- Materials provided:
————————

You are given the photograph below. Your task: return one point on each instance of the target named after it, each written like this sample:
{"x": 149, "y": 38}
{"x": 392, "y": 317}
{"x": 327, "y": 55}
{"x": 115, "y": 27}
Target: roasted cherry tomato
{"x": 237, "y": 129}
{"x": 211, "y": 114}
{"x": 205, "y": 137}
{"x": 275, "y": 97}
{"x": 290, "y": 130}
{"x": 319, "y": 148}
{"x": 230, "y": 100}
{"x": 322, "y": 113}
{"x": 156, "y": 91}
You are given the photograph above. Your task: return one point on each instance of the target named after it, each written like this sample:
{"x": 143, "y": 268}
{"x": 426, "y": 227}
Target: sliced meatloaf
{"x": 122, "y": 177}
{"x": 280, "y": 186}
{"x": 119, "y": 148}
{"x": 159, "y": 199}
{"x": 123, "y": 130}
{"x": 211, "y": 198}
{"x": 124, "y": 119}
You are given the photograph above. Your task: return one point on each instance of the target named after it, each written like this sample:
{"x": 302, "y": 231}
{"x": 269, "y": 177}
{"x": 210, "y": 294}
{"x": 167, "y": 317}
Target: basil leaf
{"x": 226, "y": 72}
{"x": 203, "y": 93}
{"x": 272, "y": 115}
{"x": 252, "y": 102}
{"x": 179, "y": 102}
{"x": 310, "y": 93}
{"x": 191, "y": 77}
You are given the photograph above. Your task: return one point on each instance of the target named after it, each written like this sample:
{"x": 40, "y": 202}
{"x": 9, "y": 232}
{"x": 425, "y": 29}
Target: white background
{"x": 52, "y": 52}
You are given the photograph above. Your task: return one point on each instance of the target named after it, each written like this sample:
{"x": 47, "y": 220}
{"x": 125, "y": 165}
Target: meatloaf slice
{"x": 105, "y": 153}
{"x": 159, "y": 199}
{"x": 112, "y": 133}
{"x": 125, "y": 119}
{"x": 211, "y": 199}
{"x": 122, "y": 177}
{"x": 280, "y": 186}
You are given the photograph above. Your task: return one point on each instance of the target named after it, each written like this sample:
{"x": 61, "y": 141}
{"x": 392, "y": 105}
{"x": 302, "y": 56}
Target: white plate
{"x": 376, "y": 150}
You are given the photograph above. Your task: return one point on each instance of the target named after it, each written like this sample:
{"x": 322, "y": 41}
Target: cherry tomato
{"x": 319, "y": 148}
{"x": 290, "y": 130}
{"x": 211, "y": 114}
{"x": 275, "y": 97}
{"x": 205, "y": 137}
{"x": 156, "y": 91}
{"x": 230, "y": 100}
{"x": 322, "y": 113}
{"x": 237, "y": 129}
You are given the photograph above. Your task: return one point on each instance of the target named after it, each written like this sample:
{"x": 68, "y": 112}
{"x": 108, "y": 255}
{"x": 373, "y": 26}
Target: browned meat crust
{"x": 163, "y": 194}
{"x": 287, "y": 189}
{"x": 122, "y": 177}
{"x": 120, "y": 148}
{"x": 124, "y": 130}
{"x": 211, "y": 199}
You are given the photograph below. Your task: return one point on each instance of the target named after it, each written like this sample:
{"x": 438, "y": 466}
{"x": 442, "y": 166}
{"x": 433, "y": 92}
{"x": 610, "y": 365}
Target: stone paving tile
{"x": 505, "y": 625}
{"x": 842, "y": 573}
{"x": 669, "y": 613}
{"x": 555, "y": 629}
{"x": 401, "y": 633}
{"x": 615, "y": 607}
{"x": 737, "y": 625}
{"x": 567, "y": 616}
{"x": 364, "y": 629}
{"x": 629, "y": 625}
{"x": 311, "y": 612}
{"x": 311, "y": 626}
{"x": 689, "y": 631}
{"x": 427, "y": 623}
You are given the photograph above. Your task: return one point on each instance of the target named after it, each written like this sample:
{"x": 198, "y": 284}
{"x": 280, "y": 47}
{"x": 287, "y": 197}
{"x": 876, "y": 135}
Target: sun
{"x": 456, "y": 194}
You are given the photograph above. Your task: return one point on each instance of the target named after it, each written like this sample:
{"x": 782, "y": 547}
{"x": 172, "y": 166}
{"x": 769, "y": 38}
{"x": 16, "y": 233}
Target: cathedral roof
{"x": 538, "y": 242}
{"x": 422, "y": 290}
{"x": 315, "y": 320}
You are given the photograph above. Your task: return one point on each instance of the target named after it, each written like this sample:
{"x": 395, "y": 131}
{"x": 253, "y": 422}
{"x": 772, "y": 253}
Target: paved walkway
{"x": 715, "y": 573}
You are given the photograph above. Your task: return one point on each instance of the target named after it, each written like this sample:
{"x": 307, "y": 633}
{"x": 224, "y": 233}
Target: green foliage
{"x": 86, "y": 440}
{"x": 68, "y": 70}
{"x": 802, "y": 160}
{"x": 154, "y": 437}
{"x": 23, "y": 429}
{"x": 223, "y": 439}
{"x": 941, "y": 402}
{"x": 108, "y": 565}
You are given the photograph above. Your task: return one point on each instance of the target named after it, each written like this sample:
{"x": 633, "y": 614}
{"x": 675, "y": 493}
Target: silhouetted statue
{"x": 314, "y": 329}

————————

- Required work: Pull out every line of the data above that contains the word "white", and copy each one in full.

- Answer to the problem:
Target: white background
Target: white plate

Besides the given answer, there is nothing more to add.